• TEXT BLOCK

◆ ◆ ◆ ◆ ◆

Monday 9 July 2018

What have I done?


There is an old (tongue in cheek) saying in software engineering, and systems engineering to be honest, that the definition of an upgrade is “Take the old bugs out, put new bugs in!” It is that situation I find myself in this evening on the eve of the switch the pumping.

From diagnosis pumps seemed like the nirvana of diabetes control, even all the people I interacted with after diagnoses (non-D) seemed to know about it and it came across as the solution to all things. Naturally I immediately looked into this since learning new shit is something I seem to like. Even though these days it feels like the more I learn the more I forget. One thing I realised very quickly on my own was that all pumps were, is a more finely tuned version of what I was doing (MDI) min many ways.

I ruler is a great device for measuring something if all your care about is close enough to the nearest millimetre. A micro meter is stunningly amazing at getting to a thousandth of a mm if you care about it but there is the thing. You have to care and you have to want o do something with that ability. Having a 200mph Ferrari is great but it’s a complete waste of time if you are going to pootle down to the shops for your weekly shop once a week.

It is all about the right tool for the job and the person using them having the skills and desire to use those tools to their best effect. I think many T1’s have certainly got the desire though I wonder if the knowledge to make the most of these finely tuned F1 cars of the diabetes world is there at the start? I guess when I come out of clinic tomorrow I may have a more informed opinion on that but right now, a mere 12 hours before I am to make the switch I find that I am filled with questions and self doubt.

◆ ◆ ◆ ◆ ◆

Records from a dataset
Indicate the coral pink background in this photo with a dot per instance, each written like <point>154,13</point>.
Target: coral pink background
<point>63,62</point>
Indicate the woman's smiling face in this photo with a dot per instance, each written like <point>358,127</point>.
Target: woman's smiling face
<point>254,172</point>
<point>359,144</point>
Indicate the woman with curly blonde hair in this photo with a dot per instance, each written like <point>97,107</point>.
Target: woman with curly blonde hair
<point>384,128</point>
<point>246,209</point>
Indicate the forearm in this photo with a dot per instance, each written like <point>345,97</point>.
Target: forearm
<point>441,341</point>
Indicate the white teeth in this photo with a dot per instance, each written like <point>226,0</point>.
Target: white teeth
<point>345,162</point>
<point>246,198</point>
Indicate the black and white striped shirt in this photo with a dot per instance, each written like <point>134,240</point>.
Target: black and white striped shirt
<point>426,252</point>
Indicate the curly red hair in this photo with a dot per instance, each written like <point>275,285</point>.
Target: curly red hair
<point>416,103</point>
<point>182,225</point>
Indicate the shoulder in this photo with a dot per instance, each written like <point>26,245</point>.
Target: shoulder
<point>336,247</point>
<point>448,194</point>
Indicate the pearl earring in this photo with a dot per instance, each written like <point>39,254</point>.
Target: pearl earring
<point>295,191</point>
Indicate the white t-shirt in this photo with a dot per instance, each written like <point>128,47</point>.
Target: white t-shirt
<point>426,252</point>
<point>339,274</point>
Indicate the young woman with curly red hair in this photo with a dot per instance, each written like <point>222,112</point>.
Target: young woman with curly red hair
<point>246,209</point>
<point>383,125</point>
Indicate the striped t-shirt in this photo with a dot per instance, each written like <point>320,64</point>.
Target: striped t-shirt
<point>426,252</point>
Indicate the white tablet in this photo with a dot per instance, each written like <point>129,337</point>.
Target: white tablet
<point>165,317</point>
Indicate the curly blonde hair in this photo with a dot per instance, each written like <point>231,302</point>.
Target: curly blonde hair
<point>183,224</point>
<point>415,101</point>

◆ ◆ ◆ ◆ ◆

• DIRECTIONS
(a) From the post about switching to a diabetes pump, return the passage from "I ruler is a" to "once a week." word for word.
(b) Summarize the post about switching to a diabetes pump in two sentences.
(c) Extend the post about switching to a diabetes pump, picking up after its final sentence.

• ANSWERS PROVIDED
(a)
I ruler is a great device for measuring something if all your care about is close enough to the nearest millimetre. A micro meter is stunningly amazing at getting to a thousandth of a mm if you care about it but there is the thing. You have to care and you have to want o do something with that ability. Having a 200mph Ferrari is great but it’s a complete waste of time if you are going to pootle down to the shops for your weekly shop once a week.

(b) On the eve of switching to a pump, the writer recalls that pumps seemed from diagnosis to be the nirvana of diabetes control, but soon realized they are largely a more finely tuned version of MDI. Comparing pumps to a micrometer and to a Ferrari or F1 car, the writer argues that such tools pay off only for users with the skills and desire to use them, and admits to being filled with questions and self-doubt 12 hours before the switch.

(c)
What they hell have I done? I have managed 9 years with no major incidents, no DKA (there were some close calls) no major hypo incidents (no official records so they NEVER happened) and yet I am changing to a completely different formula. I know how to do what I do now with the tools that I have now and I do a pretty good job of it. Why have I chosen to throw all that out the window and start from zero all over again… I must be crazy.

It seems to me that self-doubt is possibly a constant companion of us as humans, though one that carries a whole load of extra baggage as a PWD. We doubt our maths, we doubt our treatment decisions. We doubt almost every single treatment we give ourselves and then worry that we maybe didn’t record what we actually did or we recorded but didn’t do it. The anxiety in worrying if you did in fact give your basal shot and at the correct level. Did you use the correct ratio? The distraction as you monitor your sugars to see if you did do what you think you did or not? It really is exhausting.

I tell myself that is the biggest things that I am giving myself with pumping. I have that second check, I have the machinery to just do the “normal” background stuff so I don’t screw it up (AGAIN!) but then my overactive mind worries about the next thing. What if it fails?

The pen failures I have nailed, I know them all.. I’ve seen them all and can spot them fast and fix them. This pump stuff is so new I have no clue. No baseline, no indicators no nothing. How do a fail back? My various professional lives have always had a strong element of risk management. Identify the things that can fail, document and train for the really bad things and PRACTICE.

Well, these evening I feel like I well and truly screwed myself since I have no clue about the possible failures or emergencies and I will need to guess. I will need to rely on my own gut instinct… the trouble is I am naturally distrusting of my own gut instinct since I have a habit of screwing things up in interesting and spectacular ways. Where my health is concerned that leads to a degree of anxiety.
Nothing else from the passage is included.